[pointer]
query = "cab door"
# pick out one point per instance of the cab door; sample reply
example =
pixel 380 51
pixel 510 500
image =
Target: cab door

********

TASK DESCRIPTION: Once you have read the entries, write them out again without altering a single character.

COMPLETED TASK:
[pointer]
query = "cab door"
# pick out one point per instance of the cab door; sample reply
example =
pixel 380 51
pixel 510 500
image =
Target: cab door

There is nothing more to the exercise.